The Spitzer Mess - 3/12/09

Smartmarriages smartmarriages at lists101.his.com
Wed Mar 12 13:55:35 EDT 2008


I'm receiving MANY Spitzer articles from across the country and around the
world - news, editorials, commentaries - plus a lot of your own opinions.
Too many to share them all, but will forward a few.
------------------------
Several have pointed to the title of the prostitution service, The Emperor's
Club, with the observation about their keen marketing - that men in power
feel a sense of emperor/harem entitlement.  Someone commented that this
seems to apply whether they're emperor of a work group, a team, a
congregation, a department, a state, a country.....
-----------------------
An interesting articles was *Hotel Babylon* in yesterday's Washington Post.
John Gray and so many others talk about gender difference (men and their
caves, women and their to-do lists, brain hormones, etc) but this one talks
about how men and women see hotels differently - funny, wry, enlightening
(and, not really about hotels).

> A hotel -- whether four-star or adjacent to Red Lobster -- is for a man a
> paradise of discretion, a suspension of one set of rules for another.

# # # #

_Problems to solve_.
1. Write out the Spitzer post again, starting with "The Spitzer Mess" and going on through "your own opinions.", and swap "opinions" for "views".
2. According to the Spitzer post, what was the prostitution service called?
3. Write the next part of the Spitzer post, picking up after its last sentence.

# # # #

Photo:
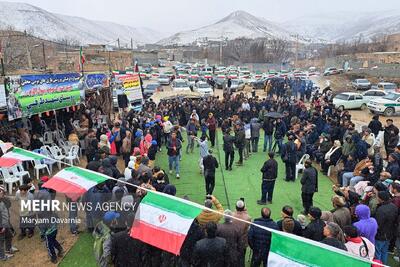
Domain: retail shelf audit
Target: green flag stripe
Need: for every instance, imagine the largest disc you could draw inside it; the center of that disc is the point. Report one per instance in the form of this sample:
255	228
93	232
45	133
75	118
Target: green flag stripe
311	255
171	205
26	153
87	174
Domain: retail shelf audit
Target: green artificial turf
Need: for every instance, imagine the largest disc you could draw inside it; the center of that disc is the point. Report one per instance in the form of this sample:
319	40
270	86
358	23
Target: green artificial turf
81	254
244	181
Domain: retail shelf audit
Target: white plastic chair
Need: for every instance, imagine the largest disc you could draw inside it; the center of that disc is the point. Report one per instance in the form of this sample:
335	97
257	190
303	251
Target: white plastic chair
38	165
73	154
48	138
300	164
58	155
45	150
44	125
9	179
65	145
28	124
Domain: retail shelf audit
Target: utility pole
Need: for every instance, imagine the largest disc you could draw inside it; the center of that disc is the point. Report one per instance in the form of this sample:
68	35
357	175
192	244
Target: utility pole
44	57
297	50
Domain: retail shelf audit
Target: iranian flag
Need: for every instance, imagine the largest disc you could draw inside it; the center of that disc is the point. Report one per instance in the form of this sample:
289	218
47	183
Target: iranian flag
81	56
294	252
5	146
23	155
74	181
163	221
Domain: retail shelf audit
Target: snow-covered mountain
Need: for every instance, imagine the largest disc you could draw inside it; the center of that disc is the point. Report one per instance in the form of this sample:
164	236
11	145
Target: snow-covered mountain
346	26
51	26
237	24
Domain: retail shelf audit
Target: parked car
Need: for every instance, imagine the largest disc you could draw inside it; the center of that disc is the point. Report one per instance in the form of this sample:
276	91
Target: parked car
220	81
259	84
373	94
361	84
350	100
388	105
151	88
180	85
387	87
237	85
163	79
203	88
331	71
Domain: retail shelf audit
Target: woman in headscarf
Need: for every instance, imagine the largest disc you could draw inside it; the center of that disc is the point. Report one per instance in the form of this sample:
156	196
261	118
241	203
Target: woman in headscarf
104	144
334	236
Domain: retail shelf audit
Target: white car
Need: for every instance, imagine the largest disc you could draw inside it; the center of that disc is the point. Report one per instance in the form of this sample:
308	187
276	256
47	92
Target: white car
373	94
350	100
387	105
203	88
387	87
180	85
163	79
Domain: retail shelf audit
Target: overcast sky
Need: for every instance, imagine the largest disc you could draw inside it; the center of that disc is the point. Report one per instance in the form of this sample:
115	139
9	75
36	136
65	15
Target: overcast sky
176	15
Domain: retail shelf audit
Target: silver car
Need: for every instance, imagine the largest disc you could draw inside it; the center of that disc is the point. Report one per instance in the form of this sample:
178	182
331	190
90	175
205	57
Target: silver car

# # # #

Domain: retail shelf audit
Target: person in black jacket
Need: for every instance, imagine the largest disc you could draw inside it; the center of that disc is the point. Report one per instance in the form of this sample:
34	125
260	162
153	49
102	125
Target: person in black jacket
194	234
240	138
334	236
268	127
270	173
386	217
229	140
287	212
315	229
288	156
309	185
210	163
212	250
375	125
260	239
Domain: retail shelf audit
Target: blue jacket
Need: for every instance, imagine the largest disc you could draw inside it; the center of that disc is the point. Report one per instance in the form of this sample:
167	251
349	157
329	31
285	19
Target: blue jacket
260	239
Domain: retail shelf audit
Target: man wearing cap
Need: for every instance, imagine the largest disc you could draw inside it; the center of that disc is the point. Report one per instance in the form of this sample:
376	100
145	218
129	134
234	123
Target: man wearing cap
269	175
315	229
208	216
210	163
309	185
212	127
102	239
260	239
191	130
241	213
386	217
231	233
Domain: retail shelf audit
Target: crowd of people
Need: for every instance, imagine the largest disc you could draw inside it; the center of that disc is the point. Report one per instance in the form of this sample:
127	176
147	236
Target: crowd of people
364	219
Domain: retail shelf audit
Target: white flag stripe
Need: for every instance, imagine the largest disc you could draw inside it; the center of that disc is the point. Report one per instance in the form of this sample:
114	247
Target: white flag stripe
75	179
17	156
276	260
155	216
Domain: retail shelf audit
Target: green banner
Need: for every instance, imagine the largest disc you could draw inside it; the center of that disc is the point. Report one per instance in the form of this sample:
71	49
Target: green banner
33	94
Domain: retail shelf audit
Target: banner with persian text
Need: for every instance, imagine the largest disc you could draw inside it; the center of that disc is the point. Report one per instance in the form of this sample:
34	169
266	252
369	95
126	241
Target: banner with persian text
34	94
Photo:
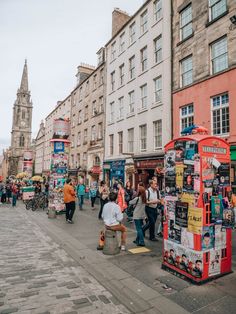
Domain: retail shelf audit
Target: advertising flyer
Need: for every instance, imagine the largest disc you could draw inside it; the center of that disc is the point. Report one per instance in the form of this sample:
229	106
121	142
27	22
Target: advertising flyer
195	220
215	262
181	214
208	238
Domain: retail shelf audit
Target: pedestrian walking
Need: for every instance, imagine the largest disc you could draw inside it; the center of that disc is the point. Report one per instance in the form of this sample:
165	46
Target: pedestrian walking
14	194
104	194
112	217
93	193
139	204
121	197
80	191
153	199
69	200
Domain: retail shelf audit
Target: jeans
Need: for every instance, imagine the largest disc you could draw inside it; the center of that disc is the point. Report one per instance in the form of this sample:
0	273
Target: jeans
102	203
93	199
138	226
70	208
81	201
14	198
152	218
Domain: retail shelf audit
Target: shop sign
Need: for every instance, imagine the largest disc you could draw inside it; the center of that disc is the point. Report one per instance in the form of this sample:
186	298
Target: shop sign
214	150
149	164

# # # #

_Task-by-task results_.
1.
The Spitzer Mess - 3/12/09

Smartmarriages smartmarriages at lists101.his.com
Wed Mar 12 13:55:35 EDT 2008


I'm receiving MANY Spitzer articles from across the country and around the
world - news, editorials, commentaries - plus a lot of your own views.

2. The Emperor's Club

3.
For full article: http://tinyurl.com/29jrka
---------------------
Then there were the editorials and articles pondering the high price for the
escort service. One of the best was a NY Times editorial written by a call
girl explaining that it's not for the act (you can get the same tricks at
$50 an hr that you get at $500 an hr). It's because you expect the
prostitute working for a service will not be doing drugs and thus will be
cleaner, healthier, safer.  The Governor could tell his wife he was paying a
high price because he was thinking of her health. the call girl says, sadly
it isn't the case. 
----------------------
There's a column by Maggie Gallagher that asks that we as a society quit
expecting wives to punish their husbands with divorce. Also that we drop the
practice of expecting wives to bear public witness - drop the *stand by your
man at the podium* public humiliation ritual.  I don't know about the podium
ritual, but strongly agree we should honor wives who decide to keep their
vows - to try to recover from this particular 'for better or for worse'.  We
know that couples can recover from infidelity and from scandal and should do
all we can to learn how to help them AVOID infidelity in the first place and
recover if they fail.

Maggie: 
> Can we end the public practice of trying to shame these wives into divorcing
> their husbands?  
> 
> There's a reason we feel impelled to do this these days. . . . Because we no
> longer have any public punishments for adultery, we have turned wives into
> instruments of the public morality; if she doesn't punish him by divorcing
> him, he will go unpunished, which is intolerable.  (Without some punishment,
> won't all husbands stray?)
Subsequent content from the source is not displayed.